The problem — Each record is to be transcribed exactly.

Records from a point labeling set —
____

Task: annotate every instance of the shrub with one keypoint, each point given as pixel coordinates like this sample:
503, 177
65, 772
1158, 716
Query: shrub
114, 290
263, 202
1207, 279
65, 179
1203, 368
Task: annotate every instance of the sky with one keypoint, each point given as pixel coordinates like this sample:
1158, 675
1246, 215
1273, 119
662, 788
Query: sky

____

Solution for this exercise —
Task: annotate every instance of the shrub with one keypoint, each point given as pixel coordinates like this sample:
503, 177
65, 772
1158, 716
Query: shrub
114, 290
263, 202
1207, 279
65, 179
1203, 368
Task: annotate every instance of the sky with one keypoint, each point given as pixel coordinates like this sample:
1158, 675
1246, 215
1273, 119
662, 788
Query: sky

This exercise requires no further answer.